Welcoming your first baby into the world is a truly magical experience. However, as many new parents will tell you, your first week with a newborn will not be what you expected.
Your little bundle of joy is likely to turn your world upside down for a while – and that’s completely normal.
Until your little one arrives, the best thing you can do is prepare yourself for what’s to come. So, we’re going to offer our advice on what to expect during your first week with a newborn. In addition, we’ll share our expert tips on how to survive your first week.
Round The Clock Feeding
Your first week with a newborn will likely be a whirlwind for you. But for your baby, it’s a week of sleeping, feeding, pooing and cuddling. Your newborn will sleep a lot. Sometimes up to 20 hours per day!
Whether you’re breastfeeding or bottle-feeding, your baby should wake every 2-4 hours for a feed. If your baby is due a feed but doesn’t wake up themselves, you may want to gently wake them.
This round the clock feeding can be absolutely exhausting but try to remember that the newborn stage doesn’t last forever.
Changes In Your Babies Appearance
By the end of your first week, your baby’s appearance may have changed dramatically. Puffy eyes, swelling and redness on your little one’s face should have gone down and any bruising from the birth will have started to fade.

[Pointing data for referring expressions]
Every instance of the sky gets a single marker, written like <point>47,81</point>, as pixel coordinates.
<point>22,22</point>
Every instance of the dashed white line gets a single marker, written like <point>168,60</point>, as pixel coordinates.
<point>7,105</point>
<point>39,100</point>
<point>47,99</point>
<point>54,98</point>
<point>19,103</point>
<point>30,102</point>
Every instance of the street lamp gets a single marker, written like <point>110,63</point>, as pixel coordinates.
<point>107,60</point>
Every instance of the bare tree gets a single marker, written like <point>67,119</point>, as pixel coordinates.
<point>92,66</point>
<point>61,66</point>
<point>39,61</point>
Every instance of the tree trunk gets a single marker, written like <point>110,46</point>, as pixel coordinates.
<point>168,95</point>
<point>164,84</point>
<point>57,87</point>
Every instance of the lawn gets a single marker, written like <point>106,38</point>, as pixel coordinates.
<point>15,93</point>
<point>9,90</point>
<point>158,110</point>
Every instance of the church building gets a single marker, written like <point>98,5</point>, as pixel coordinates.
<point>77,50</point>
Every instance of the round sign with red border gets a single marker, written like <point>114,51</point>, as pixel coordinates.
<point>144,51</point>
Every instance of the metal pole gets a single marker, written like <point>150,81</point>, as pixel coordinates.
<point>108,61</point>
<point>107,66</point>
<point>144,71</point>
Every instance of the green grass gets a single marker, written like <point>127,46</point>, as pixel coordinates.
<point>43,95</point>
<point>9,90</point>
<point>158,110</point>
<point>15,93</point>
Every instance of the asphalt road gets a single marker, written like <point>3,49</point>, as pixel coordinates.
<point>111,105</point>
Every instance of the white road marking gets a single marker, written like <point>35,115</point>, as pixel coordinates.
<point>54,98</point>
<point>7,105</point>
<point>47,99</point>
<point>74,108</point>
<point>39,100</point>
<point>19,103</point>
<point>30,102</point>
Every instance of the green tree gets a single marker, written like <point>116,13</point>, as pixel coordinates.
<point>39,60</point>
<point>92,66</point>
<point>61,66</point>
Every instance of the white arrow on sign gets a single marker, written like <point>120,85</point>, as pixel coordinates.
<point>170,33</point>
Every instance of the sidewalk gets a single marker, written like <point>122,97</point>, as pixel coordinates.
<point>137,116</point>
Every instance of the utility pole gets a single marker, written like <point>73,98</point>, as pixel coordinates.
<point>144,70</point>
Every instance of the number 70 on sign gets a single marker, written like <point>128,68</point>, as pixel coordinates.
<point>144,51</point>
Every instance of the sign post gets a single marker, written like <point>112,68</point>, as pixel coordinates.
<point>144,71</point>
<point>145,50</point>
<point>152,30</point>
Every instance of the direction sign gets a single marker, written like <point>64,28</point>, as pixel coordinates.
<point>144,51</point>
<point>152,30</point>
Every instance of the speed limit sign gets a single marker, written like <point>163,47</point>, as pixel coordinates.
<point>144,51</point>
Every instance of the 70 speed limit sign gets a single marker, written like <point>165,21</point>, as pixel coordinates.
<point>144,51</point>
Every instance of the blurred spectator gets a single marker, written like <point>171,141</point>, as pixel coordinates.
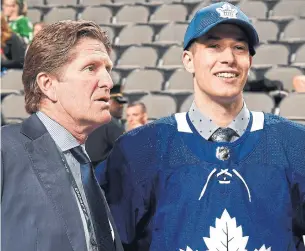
<point>37,27</point>
<point>100,142</point>
<point>12,48</point>
<point>136,115</point>
<point>299,83</point>
<point>15,13</point>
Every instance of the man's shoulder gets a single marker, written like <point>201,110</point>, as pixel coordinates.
<point>9,134</point>
<point>10,130</point>
<point>150,133</point>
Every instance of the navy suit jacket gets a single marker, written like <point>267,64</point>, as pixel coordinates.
<point>38,208</point>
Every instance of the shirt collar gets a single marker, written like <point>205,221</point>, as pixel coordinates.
<point>206,127</point>
<point>62,137</point>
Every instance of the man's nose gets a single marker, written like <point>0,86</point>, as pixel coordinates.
<point>227,56</point>
<point>105,81</point>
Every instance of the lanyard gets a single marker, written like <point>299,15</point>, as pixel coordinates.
<point>78,195</point>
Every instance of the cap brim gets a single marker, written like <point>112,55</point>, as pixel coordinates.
<point>250,31</point>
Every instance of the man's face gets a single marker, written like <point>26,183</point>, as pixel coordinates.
<point>135,116</point>
<point>116,108</point>
<point>83,88</point>
<point>220,61</point>
<point>10,8</point>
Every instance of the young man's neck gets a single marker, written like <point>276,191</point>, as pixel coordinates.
<point>222,113</point>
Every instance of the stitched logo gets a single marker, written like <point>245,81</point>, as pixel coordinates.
<point>227,11</point>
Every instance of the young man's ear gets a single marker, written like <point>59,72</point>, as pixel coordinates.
<point>47,85</point>
<point>188,61</point>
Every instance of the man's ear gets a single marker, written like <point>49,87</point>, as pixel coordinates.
<point>47,85</point>
<point>188,61</point>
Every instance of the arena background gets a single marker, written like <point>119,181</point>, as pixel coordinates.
<point>147,45</point>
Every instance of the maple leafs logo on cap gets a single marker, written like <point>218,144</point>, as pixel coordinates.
<point>227,11</point>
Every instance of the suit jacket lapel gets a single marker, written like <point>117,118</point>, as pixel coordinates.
<point>117,240</point>
<point>50,171</point>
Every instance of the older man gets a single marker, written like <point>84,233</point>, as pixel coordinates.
<point>218,177</point>
<point>50,197</point>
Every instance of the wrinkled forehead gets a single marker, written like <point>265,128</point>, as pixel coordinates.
<point>225,31</point>
<point>87,46</point>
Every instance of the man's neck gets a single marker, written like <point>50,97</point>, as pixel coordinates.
<point>222,113</point>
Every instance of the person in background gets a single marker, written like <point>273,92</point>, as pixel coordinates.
<point>136,115</point>
<point>15,13</point>
<point>218,177</point>
<point>299,83</point>
<point>100,142</point>
<point>38,27</point>
<point>50,199</point>
<point>12,48</point>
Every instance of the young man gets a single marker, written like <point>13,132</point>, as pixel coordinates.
<point>136,115</point>
<point>218,177</point>
<point>50,199</point>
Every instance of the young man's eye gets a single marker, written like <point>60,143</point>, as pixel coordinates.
<point>240,47</point>
<point>213,45</point>
<point>90,68</point>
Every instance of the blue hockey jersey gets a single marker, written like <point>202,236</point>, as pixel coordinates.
<point>169,189</point>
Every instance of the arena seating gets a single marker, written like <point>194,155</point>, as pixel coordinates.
<point>147,40</point>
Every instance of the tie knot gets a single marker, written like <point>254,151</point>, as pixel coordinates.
<point>80,155</point>
<point>223,135</point>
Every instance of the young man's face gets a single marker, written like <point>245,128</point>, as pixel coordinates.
<point>220,61</point>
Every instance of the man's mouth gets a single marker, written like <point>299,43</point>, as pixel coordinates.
<point>106,100</point>
<point>226,75</point>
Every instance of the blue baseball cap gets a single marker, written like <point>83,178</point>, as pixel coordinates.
<point>220,13</point>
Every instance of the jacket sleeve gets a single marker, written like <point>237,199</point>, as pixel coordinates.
<point>297,164</point>
<point>129,201</point>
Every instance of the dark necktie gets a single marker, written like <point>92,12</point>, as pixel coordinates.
<point>96,201</point>
<point>223,135</point>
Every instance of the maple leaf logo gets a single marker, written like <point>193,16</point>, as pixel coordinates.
<point>263,248</point>
<point>226,235</point>
<point>227,11</point>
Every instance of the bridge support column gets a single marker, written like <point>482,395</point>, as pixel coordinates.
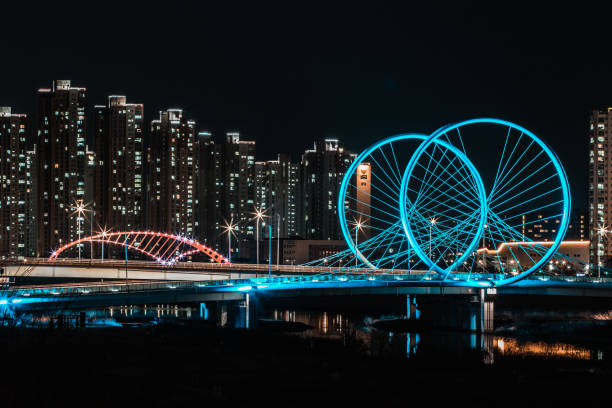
<point>473,313</point>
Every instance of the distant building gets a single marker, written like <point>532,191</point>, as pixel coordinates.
<point>207,183</point>
<point>172,168</point>
<point>322,171</point>
<point>61,162</point>
<point>294,251</point>
<point>226,186</point>
<point>278,194</point>
<point>119,190</point>
<point>576,254</point>
<point>17,195</point>
<point>600,184</point>
<point>544,227</point>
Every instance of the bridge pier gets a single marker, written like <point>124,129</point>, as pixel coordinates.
<point>473,313</point>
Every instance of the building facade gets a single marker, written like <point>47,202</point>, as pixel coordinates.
<point>61,160</point>
<point>278,194</point>
<point>172,174</point>
<point>227,189</point>
<point>600,187</point>
<point>119,190</point>
<point>17,193</point>
<point>322,171</point>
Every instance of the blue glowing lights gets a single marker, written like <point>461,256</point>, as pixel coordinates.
<point>426,205</point>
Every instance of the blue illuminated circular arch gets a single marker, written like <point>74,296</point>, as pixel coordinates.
<point>552,157</point>
<point>404,216</point>
<point>364,154</point>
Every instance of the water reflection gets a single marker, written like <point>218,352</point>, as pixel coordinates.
<point>403,336</point>
<point>487,346</point>
<point>512,347</point>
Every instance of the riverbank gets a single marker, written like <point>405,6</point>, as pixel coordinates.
<point>172,365</point>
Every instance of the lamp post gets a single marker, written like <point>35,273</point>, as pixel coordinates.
<point>259,215</point>
<point>601,230</point>
<point>79,209</point>
<point>432,222</point>
<point>358,227</point>
<point>277,239</point>
<point>104,232</point>
<point>484,251</point>
<point>229,228</point>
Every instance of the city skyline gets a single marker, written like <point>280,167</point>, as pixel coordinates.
<point>384,78</point>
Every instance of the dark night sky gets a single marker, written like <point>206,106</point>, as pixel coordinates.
<point>287,74</point>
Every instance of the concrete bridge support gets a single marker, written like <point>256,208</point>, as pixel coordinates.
<point>472,313</point>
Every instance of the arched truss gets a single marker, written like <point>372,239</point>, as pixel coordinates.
<point>386,245</point>
<point>164,248</point>
<point>529,181</point>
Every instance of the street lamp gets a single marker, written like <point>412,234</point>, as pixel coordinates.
<point>229,229</point>
<point>277,239</point>
<point>104,232</point>
<point>259,215</point>
<point>80,209</point>
<point>484,250</point>
<point>600,231</point>
<point>432,222</point>
<point>358,227</point>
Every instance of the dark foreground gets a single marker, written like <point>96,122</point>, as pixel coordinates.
<point>172,365</point>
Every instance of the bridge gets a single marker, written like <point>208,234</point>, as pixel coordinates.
<point>426,218</point>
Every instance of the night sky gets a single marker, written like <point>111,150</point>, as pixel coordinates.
<point>285,75</point>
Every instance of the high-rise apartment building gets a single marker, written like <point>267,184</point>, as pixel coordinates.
<point>600,184</point>
<point>17,195</point>
<point>172,172</point>
<point>322,171</point>
<point>226,191</point>
<point>207,195</point>
<point>119,190</point>
<point>277,193</point>
<point>61,160</point>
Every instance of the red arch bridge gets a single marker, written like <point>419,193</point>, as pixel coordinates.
<point>166,249</point>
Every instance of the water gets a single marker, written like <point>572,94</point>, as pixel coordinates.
<point>533,334</point>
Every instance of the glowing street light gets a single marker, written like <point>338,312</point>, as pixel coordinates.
<point>358,227</point>
<point>80,209</point>
<point>432,222</point>
<point>104,232</point>
<point>259,215</point>
<point>229,229</point>
<point>601,230</point>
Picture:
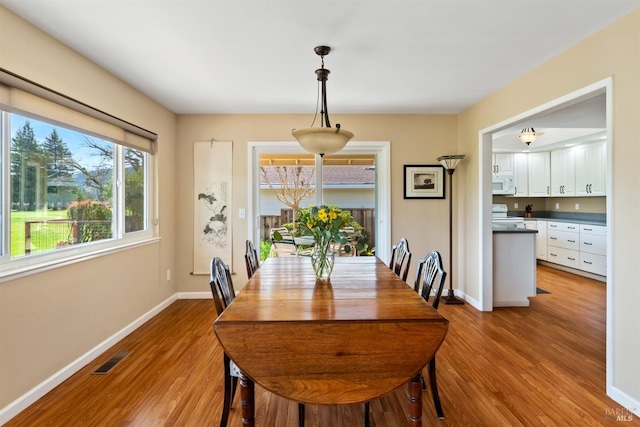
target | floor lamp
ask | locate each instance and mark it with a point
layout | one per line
(450, 163)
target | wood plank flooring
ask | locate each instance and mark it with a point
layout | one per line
(537, 366)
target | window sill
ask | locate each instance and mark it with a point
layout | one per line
(24, 267)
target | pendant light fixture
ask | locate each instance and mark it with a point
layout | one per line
(528, 135)
(324, 139)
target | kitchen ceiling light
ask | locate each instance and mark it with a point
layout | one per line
(528, 135)
(325, 139)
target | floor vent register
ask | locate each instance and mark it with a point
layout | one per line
(111, 363)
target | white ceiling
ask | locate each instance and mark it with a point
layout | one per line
(256, 56)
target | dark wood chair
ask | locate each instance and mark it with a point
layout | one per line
(223, 294)
(401, 259)
(430, 278)
(251, 259)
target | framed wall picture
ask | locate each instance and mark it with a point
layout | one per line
(423, 182)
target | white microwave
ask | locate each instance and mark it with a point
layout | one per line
(503, 185)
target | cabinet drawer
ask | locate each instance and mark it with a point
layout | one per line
(596, 264)
(568, 257)
(599, 230)
(593, 243)
(563, 226)
(563, 239)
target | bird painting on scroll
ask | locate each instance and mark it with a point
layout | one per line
(213, 215)
(212, 204)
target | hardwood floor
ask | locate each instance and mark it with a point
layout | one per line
(537, 366)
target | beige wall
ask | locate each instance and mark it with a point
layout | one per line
(48, 320)
(415, 139)
(614, 51)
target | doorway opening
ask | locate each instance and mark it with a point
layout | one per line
(564, 104)
(356, 179)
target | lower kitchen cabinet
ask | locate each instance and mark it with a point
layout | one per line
(578, 246)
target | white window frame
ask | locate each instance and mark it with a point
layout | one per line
(11, 269)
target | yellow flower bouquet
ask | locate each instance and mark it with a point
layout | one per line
(323, 223)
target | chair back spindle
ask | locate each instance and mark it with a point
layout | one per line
(430, 278)
(401, 259)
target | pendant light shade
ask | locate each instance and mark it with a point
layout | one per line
(324, 139)
(528, 135)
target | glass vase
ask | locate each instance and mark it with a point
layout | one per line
(322, 259)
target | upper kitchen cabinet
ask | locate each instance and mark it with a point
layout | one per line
(521, 174)
(563, 172)
(539, 174)
(591, 166)
(502, 164)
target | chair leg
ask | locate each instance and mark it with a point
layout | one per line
(234, 387)
(366, 414)
(301, 414)
(228, 397)
(434, 387)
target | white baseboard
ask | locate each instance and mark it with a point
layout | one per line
(194, 295)
(20, 404)
(473, 302)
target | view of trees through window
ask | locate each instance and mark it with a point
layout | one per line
(61, 186)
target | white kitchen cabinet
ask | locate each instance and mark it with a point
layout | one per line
(563, 243)
(579, 246)
(591, 166)
(593, 249)
(541, 240)
(521, 174)
(539, 174)
(502, 164)
(563, 172)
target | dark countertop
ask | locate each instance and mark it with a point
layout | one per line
(511, 229)
(576, 217)
(577, 221)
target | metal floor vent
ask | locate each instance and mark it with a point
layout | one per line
(111, 363)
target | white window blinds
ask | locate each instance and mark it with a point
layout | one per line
(20, 95)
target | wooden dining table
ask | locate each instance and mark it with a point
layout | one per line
(351, 339)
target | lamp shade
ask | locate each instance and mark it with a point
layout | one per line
(528, 135)
(450, 162)
(322, 140)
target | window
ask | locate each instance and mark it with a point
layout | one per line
(66, 190)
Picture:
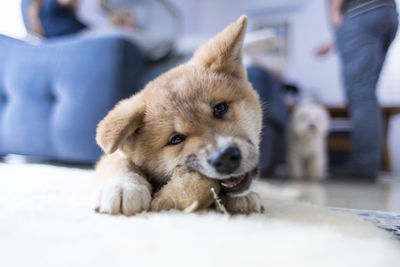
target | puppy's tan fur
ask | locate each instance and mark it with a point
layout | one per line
(136, 132)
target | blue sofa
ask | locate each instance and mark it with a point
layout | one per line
(52, 95)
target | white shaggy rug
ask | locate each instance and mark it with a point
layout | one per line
(45, 221)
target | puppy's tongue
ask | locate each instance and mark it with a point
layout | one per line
(231, 182)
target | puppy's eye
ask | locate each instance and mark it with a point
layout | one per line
(176, 139)
(220, 109)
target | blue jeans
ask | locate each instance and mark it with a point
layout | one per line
(362, 42)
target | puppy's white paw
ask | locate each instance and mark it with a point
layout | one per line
(250, 203)
(124, 195)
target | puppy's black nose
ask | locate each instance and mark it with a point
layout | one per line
(226, 161)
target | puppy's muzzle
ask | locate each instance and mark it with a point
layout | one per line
(226, 161)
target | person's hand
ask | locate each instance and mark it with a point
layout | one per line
(325, 49)
(337, 18)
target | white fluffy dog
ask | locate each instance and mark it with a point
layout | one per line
(306, 141)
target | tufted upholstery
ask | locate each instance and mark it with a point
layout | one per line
(53, 95)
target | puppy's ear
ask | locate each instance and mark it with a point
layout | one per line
(119, 123)
(223, 53)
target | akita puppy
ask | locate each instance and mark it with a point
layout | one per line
(203, 115)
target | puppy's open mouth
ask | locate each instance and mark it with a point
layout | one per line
(238, 184)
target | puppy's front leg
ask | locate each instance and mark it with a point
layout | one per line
(122, 188)
(250, 203)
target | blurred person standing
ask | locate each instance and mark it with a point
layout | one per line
(364, 30)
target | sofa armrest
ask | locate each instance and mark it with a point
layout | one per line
(53, 95)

## DIRECTIONS
**1)** According to the article on the first week with a newborn, how often should a baby wake for a feed?
**2)** From the article on the first week with a newborn, extract the passage between "Your little bundle" and "your first week.", inclusive.
**3)** Extend the article on the first week with a newborn, picking up after its final sentence.

## ANSWERS TO THE EXERCISE
**1)** Every 2-4 hours.

**2)**
Your little bundle of joy is likely to turn your world upside down for a while – and that’s completely normal.
Until your little one arrives, the best thing you can do is prepare yourself for what’s to come. So, we’re going to offer our advice on what to expect during your first week with a newborn. In addition, we’ll share our expert tips on how to survive your first week.

**3)**
You may notice your baby’s skin turning a shade of yellow in the first few days following the birth. This is known as Newborn Jaundice and is very common.
Jaundice is usually nothing to worry about and will go away on its own within the first couple of weeks. If you’re worried, let your Midwife or GP know.
Your baby’s umbilical cord will also look different. Within the first ten days, the umbilical cord will dry up, turn black and eventually fall off. During that time, try to keep it clean and dry.
New parents are often surprised when their newborn loses weight. But there’s nothing to worry about. It is perfectly normal for your newborn to lose 5-10% of their birth weight during their first week.
Your baby will regain weight in the following couple of weeks. Bottle-fed babies tend to regain weight slightly quicker than breastfed babies.
Breastfeeding Doesn’t Always Come Naturally
Breastfeeding may be natural, but that doesn’t mean it comes easy to new mothers. Plenty of people tell you that ‘breast is best’ but nobody tells you how challenging breastfeeding can be for most new mums.
Your baby may struggle to latch onto the breast, and when they do, it can be incredibly uncomfortable for you. This is normal and many new mother’s go through the same when they start breastfeeding.
A midwife or nurse will help you find a comfortable position and teach you how to latch your baby onto your breast. You should receive ongoing support in the hospital and when the midwife or health visitors visit your home.
However, if your baby won’t breastfeed, you can express your milk and bottle feed. Alternatively, you could switch to formula.
Postpartum Hormone Swings
During your first week with a newborn, you may experience a whole wave of conflicting emotions. You may cry often, feel irritable, be over-sensitive and generally just feel a little out of sorts.
These postpartum hormone swings are completely natural and come from your body producing different levels of hormones during pregnancy and birth.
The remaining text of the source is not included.